Stored entries:
Segment Open

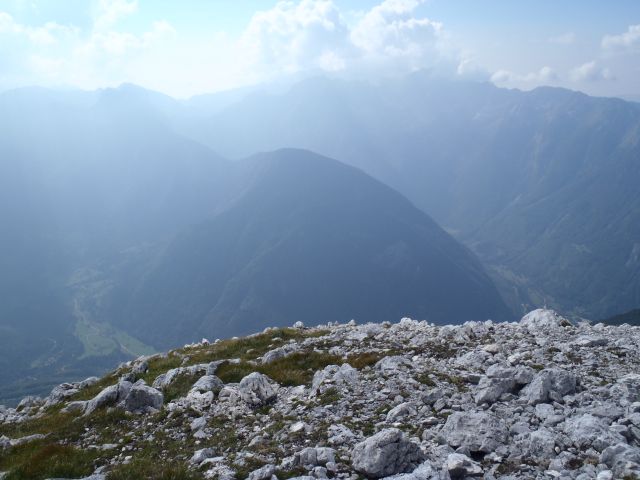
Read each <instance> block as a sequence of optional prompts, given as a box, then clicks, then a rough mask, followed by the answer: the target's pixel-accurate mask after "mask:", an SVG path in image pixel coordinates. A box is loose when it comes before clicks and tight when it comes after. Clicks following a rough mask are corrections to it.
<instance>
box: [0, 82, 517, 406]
mask: <svg viewBox="0 0 640 480" xmlns="http://www.w3.org/2000/svg"><path fill="white" fill-rule="evenodd" d="M172 108H174V103H173V100H171V99H168V98H167V97H163V96H161V95H159V94H155V93H153V92H147V91H145V90H142V89H139V88H137V87H133V86H124V87H122V88H120V89H115V90H105V91H101V92H62V93H61V92H55V91H47V90H43V89H23V90H18V91H14V92H8V93H5V94H3V95H1V96H0V111H1V112H3V113H2V115H1V116H0V117H1V118H0V127H2V128H1V129H0V130H1V132H0V149H1V150H2V154H1V155H0V158H1V159H2V161H0V169H1V170H2V175H1V176H0V192H1V193H0V195H1V196H2V202H1V206H0V219H1V220H2V222H3V224H4V225H5V226H6V230H5V231H6V233H5V234H4V235H3V236H2V239H1V243H2V245H1V246H2V249H1V250H0V251H1V252H2V254H1V255H0V263H1V264H2V266H3V268H2V269H1V270H0V295H1V296H2V298H5V299H7V301H5V302H3V303H2V306H1V307H0V329H2V332H3V335H2V337H1V340H0V341H1V342H2V344H1V345H0V346H1V347H2V349H0V351H1V352H2V353H0V363H1V364H2V367H3V368H2V369H1V370H0V371H1V372H2V373H1V374H0V385H2V388H0V398H2V399H3V400H5V401H8V402H12V401H15V400H16V399H17V398H19V397H21V396H23V395H24V394H28V393H39V392H42V391H45V390H47V389H48V388H50V387H51V386H52V385H54V384H57V383H60V382H61V381H65V380H67V379H69V378H78V377H80V376H83V375H88V374H91V373H95V372H99V371H103V370H104V369H106V368H108V367H111V366H113V364H115V363H118V362H119V361H123V360H126V359H129V358H131V357H133V356H137V355H140V354H146V353H151V352H153V351H155V350H157V349H159V348H169V347H173V346H176V345H180V344H183V343H186V342H190V341H193V340H194V339H196V338H200V337H201V336H207V337H218V336H220V337H224V336H232V335H236V334H241V333H246V332H249V331H253V330H255V329H257V328H264V327H266V326H268V325H274V324H277V325H285V324H290V323H293V322H295V321H298V320H302V321H304V322H309V323H313V322H320V321H326V319H335V320H349V319H350V318H354V317H355V318H363V319H364V318H367V319H369V320H371V319H376V320H392V321H395V320H398V319H400V318H401V317H403V316H414V317H418V318H425V319H429V320H431V321H436V322H440V323H443V322H452V321H453V322H462V321H465V320H470V319H481V318H482V319H484V318H493V319H495V320H504V319H508V318H511V312H510V311H509V309H508V308H507V307H506V306H505V304H504V302H503V300H502V299H501V297H500V295H499V294H498V292H497V289H496V288H495V286H494V284H493V282H492V281H491V279H490V278H489V277H488V275H487V274H486V273H485V271H484V268H483V267H482V266H481V264H480V262H479V261H478V260H477V259H476V258H475V256H474V255H473V254H472V253H471V252H470V251H469V250H468V249H467V248H466V247H463V246H462V245H460V244H459V243H458V242H457V241H456V240H454V239H453V238H452V237H451V236H450V235H449V234H448V233H446V232H445V231H444V230H442V229H441V228H440V227H439V226H438V225H437V224H436V223H435V222H434V221H433V220H431V219H430V218H429V217H428V215H427V214H425V213H424V212H422V211H421V210H419V209H417V208H416V207H415V206H414V205H412V204H411V202H409V201H408V200H406V199H405V198H404V197H403V196H402V195H401V194H399V193H398V192H396V191H394V190H393V189H391V188H390V187H388V186H386V185H384V184H382V183H381V182H379V181H377V180H374V179H373V178H371V177H370V176H368V175H367V174H365V173H364V172H362V171H361V170H359V169H356V168H354V167H348V166H346V165H344V164H342V163H340V162H338V161H335V160H331V159H329V158H326V157H321V156H318V155H316V154H312V153H310V152H307V151H301V150H278V151H276V152H273V153H268V154H260V155H254V156H251V157H250V158H247V159H244V160H239V161H229V160H225V159H223V158H222V157H220V156H219V155H217V154H215V153H214V152H213V151H211V150H210V149H209V148H208V147H206V146H203V145H202V144H200V143H198V142H196V141H195V140H193V139H189V138H187V137H186V136H184V135H181V134H179V133H177V132H176V129H175V127H174V126H173V125H172V124H171V123H170V122H169V121H168V118H178V117H180V116H181V115H183V114H181V113H180V112H174V114H175V115H174V116H171V117H169V114H170V113H171V109H172ZM172 115H173V114H172ZM478 315H479V316H480V317H478Z"/></svg>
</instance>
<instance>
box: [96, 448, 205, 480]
mask: <svg viewBox="0 0 640 480" xmlns="http://www.w3.org/2000/svg"><path fill="white" fill-rule="evenodd" d="M107 478H108V479H109V480H132V479H153V480H201V479H203V478H204V476H203V475H202V474H201V473H200V472H196V471H194V470H190V469H189V468H188V467H187V466H186V464H184V463H181V462H175V461H173V460H171V459H159V458H156V457H154V456H153V455H148V454H146V455H142V456H136V457H134V458H133V459H132V460H131V463H128V464H126V465H118V466H117V467H115V468H114V469H113V470H112V471H111V472H109V475H108V476H107Z"/></svg>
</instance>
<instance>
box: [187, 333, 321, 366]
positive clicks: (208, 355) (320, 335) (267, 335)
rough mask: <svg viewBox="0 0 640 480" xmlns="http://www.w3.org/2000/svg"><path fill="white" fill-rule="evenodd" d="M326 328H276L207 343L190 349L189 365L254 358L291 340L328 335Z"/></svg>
mask: <svg viewBox="0 0 640 480" xmlns="http://www.w3.org/2000/svg"><path fill="white" fill-rule="evenodd" d="M327 333H328V332H327V331H326V330H299V329H296V328H276V329H273V330H270V331H268V332H266V333H260V334H258V335H253V336H251V337H243V338H235V339H229V340H223V341H221V342H218V343H216V344H214V345H206V346H203V347H198V348H196V349H191V350H189V351H188V354H189V361H188V365H195V364H198V363H208V362H213V361H215V360H227V359H230V358H240V359H242V360H252V359H255V358H258V357H260V356H262V355H264V354H265V353H267V352H268V351H269V350H272V349H274V348H277V347H280V346H282V345H284V344H285V343H287V342H288V341H289V340H303V339H305V338H315V337H321V336H323V335H326V334H327Z"/></svg>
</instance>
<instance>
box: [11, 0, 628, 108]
mask: <svg viewBox="0 0 640 480" xmlns="http://www.w3.org/2000/svg"><path fill="white" fill-rule="evenodd" d="M421 68H431V69H434V70H435V71H437V72H438V73H440V74H443V75H448V76H454V77H456V76H465V77H472V78H479V79H491V80H492V81H493V82H494V83H496V84H497V85H501V86H510V87H519V88H527V89H528V88H533V87H535V86H537V85H558V86H565V87H568V88H573V89H579V90H583V91H586V92H588V93H592V94H596V95H636V96H640V80H639V79H640V1H639V0H615V1H613V0H612V1H604V0H562V1H559V0H518V1H514V0H427V1H420V0H292V1H279V2H278V1H271V0H259V1H258V0H179V1H178V0H0V89H7V88H13V87H17V86H24V85H46V86H63V87H65V86H77V87H82V88H87V89H92V88H96V87H104V86H114V85H118V84H120V83H122V82H132V83H136V84H140V85H142V86H145V87H148V88H152V89H156V90H159V91H163V92H166V93H169V94H171V95H174V96H179V97H187V96H190V95H193V94H197V93H203V92H213V91H218V90H223V89H229V88H234V87H239V86H244V85H250V84H255V83H258V82H262V81H270V80H277V79H279V78H280V77H282V76H286V75H290V74H295V75H305V74H313V73H316V72H331V74H335V75H342V76H346V77H368V78H376V77H378V76H386V75H393V74H398V73H403V72H407V71H412V70H416V69H421Z"/></svg>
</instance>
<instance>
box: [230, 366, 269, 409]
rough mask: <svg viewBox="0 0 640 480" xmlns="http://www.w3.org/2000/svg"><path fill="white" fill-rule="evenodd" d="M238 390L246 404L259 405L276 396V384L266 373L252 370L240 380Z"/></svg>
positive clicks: (254, 406) (250, 404) (238, 386)
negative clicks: (249, 373)
mask: <svg viewBox="0 0 640 480" xmlns="http://www.w3.org/2000/svg"><path fill="white" fill-rule="evenodd" d="M238 391H239V393H240V397H241V398H242V400H244V401H245V402H246V403H247V404H248V405H251V406H253V407H260V406H262V405H265V404H266V403H268V402H270V401H271V400H273V399H274V398H276V395H277V394H278V386H277V385H274V383H273V382H272V381H271V379H270V378H269V377H267V376H266V375H263V374H261V373H258V372H253V373H250V374H249V375H247V376H246V377H244V378H243V379H242V380H240V384H239V385H238Z"/></svg>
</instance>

Segment Closed

**Required work**
Whenever a line of the data holds the string "positive", pick that line out.

**Result for this task**
positive clicks: (208, 355) (320, 335) (267, 335)
positive clicks: (254, 406) (250, 404) (238, 386)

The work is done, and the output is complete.